> _EXERCISE BRIEF_
Please reproduce all the entries below with "with a single dot" changed to "with one dot" wherever it occurs, leaving everything else as it is. Omit the pictures from your answer.

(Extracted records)
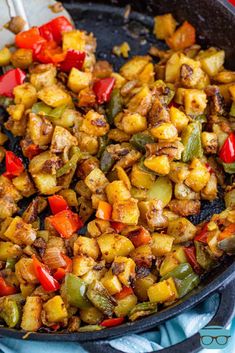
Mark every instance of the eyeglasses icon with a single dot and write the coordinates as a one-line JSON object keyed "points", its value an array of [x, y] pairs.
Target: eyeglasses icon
{"points": [[220, 340]]}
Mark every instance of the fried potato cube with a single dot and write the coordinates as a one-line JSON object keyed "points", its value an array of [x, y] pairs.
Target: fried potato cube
{"points": [[117, 191], [111, 283], [161, 244], [132, 68], [126, 212], [178, 118], [86, 246], [164, 26], [55, 309], [31, 318], [126, 269], [163, 291], [82, 264], [79, 80], [54, 96], [94, 124], [96, 180], [195, 101], [133, 123], [159, 164], [25, 94], [112, 245], [198, 176]]}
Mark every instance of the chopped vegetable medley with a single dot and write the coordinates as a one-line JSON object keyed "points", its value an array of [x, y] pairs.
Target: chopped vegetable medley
{"points": [[110, 165]]}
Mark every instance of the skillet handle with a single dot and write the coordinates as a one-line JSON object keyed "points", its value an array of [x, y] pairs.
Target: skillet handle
{"points": [[222, 317]]}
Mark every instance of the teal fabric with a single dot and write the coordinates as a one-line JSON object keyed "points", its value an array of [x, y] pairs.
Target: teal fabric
{"points": [[173, 331]]}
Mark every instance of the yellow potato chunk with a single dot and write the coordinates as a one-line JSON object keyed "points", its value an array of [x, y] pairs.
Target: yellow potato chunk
{"points": [[112, 245], [133, 123], [94, 124], [55, 309], [25, 94], [159, 164], [161, 244], [178, 118], [78, 80], [54, 96], [164, 26], [117, 191], [126, 211]]}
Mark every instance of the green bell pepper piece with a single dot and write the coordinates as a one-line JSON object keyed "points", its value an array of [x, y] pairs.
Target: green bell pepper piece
{"points": [[114, 106], [6, 101], [142, 309], [10, 263], [103, 142], [100, 298], [203, 256], [232, 109], [140, 140], [191, 139], [106, 161], [71, 164], [75, 291], [90, 328], [180, 272], [229, 168], [185, 285], [228, 245], [9, 312], [41, 107]]}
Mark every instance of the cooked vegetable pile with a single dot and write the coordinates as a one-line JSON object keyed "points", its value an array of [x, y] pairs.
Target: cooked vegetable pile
{"points": [[112, 164]]}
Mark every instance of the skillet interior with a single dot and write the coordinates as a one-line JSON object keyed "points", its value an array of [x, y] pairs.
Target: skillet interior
{"points": [[108, 24]]}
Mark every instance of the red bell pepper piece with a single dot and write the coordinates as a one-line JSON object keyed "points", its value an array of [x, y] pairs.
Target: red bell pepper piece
{"points": [[14, 165], [61, 271], [48, 282], [202, 235], [31, 151], [118, 226], [6, 289], [139, 237], [227, 152], [57, 204], [112, 322], [49, 52], [104, 210], [10, 80], [124, 293], [30, 39], [74, 58], [66, 223], [190, 253], [53, 29], [103, 89]]}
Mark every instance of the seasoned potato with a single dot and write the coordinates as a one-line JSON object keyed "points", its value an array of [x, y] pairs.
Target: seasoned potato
{"points": [[86, 246], [94, 124], [79, 80], [117, 191], [126, 211], [22, 58], [112, 245], [164, 26], [25, 94], [43, 75], [54, 96], [133, 67], [181, 229], [31, 318]]}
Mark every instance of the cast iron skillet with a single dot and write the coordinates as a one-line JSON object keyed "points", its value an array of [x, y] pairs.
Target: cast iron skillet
{"points": [[215, 23]]}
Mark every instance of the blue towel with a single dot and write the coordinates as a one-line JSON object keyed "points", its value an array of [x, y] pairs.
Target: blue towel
{"points": [[173, 331]]}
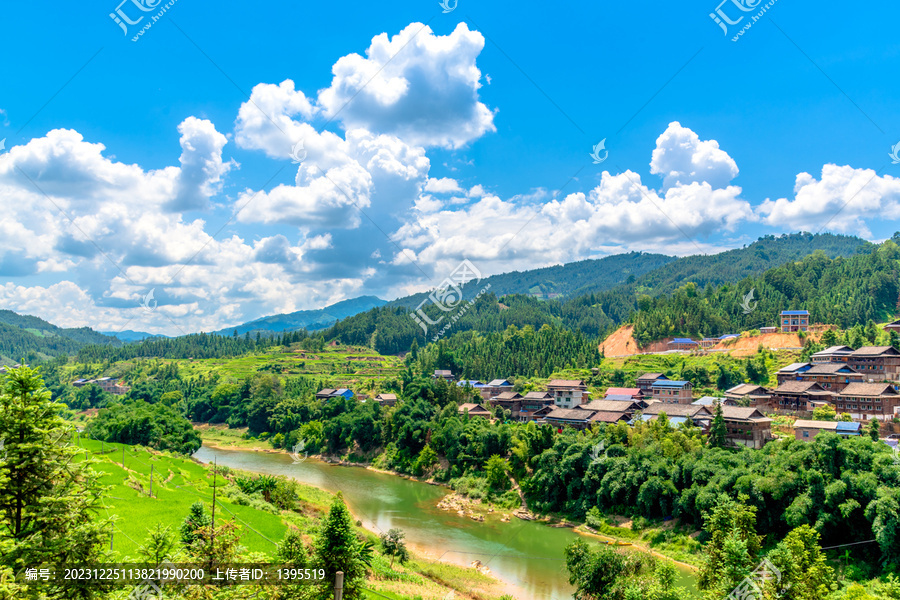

> _TASK RESULT_
Mark every instance of the eyeglasses icon with one dot and write the coordinates as a one-line JSON object keyed "points", its value an array of [x, y] pairs.
Target: eyeglasses icon
{"points": [[220, 340]]}
Mark every instance of the fried potato cube with one dot and write the coordinates as a one-line JSON object keyed "points", its value an array of [x, y] pairs.
Target: fried potato cube
{"points": [[117, 191], [111, 283], [161, 244], [132, 68], [126, 212], [178, 118], [86, 246], [164, 26], [55, 309], [31, 318], [126, 269], [163, 291], [82, 264], [79, 80], [54, 96], [94, 124], [96, 180], [195, 101], [133, 123], [159, 164], [25, 94], [112, 245], [198, 176]]}
Mark every instance of the chopped vegetable medley with one dot and write the coordinates as a one-line JSON object keyed "points", its value an array of [x, y] pairs.
Target: chopped vegetable medley
{"points": [[110, 165]]}
Mark every instance of the skillet handle with one dot and write the coordinates as a one-line JSON object keyed "points", its value an array of [x, y] pairs.
Target: skillet handle
{"points": [[222, 317]]}
Mark every instance of the teal fabric with one dot and write the coordinates as a one-line JSON object keyed "points", its value an array of [x, y] pairs.
Target: teal fabric
{"points": [[173, 331]]}
Mark every instance of the yellow potato chunk with one dot and write the coordinates as a one-line JSON object keyed "points", its value an array of [x, y] pairs.
Target: yellow potato chunk
{"points": [[112, 245], [133, 123], [94, 124], [55, 309], [25, 94], [159, 164], [161, 244], [178, 118], [78, 80], [54, 96], [164, 26], [117, 191], [126, 211]]}
Mark every instance of the green bell pepper piece with one dot and write the coordinates as a one-line JSON object keyed "points", its value an array of [x, y] pairs.
Target: green bell pepper piece
{"points": [[114, 106], [6, 101], [142, 309], [10, 263], [103, 142], [100, 298], [203, 256], [232, 109], [140, 140], [191, 139], [106, 161], [71, 164], [75, 291], [90, 328], [180, 272], [229, 168], [185, 285], [228, 245], [9, 312], [41, 107]]}
Mark every instance of the cooked vegetable pile with one dot and write the coordinates as a one-line JSON object keyed "points", its value an array of [x, y] pairs.
Target: cooked vegetable pile
{"points": [[112, 164]]}
Mark every instance of the skillet interior with one dot and write the coordinates as a one-line JSON object keyed "points", its value an array of [x, y] pairs.
Target: skillet interior
{"points": [[108, 24]]}
Mark every instance of the red bell pepper piece with one dot and write the coordinates as a one-line JSON object keyed "points", its value an array of [x, y] pairs.
Target: red bell pepper piece
{"points": [[14, 165], [61, 271], [48, 282], [202, 235], [31, 151], [118, 226], [6, 289], [139, 237], [227, 152], [57, 204], [112, 322], [49, 52], [104, 210], [10, 80], [124, 293], [30, 39], [74, 58], [66, 223], [190, 253], [53, 29], [103, 89]]}
Mark every instance of the seasoned potato with one dot and write the coordinates as a one-line JSON object keyed "points", its value an array of [x, y] pairs.
Target: seasoned potato
{"points": [[86, 246], [94, 124], [79, 80], [117, 191], [126, 211], [22, 58], [112, 245], [164, 26], [25, 94], [43, 75], [54, 96], [133, 67], [181, 229], [31, 318]]}
Mark every instance of the cast iron skillet with one dot and write the coordinates as a one-line JSON object keyed "points", its value an array of [x, y] pairs.
Target: cast iron skillet
{"points": [[215, 23]]}
Mark every instance of the blue towel with one dot and write the coordinates as a one-line JSON object keyed "points", its value an array of [x, y] pairs.
Target: blue towel
{"points": [[173, 331]]}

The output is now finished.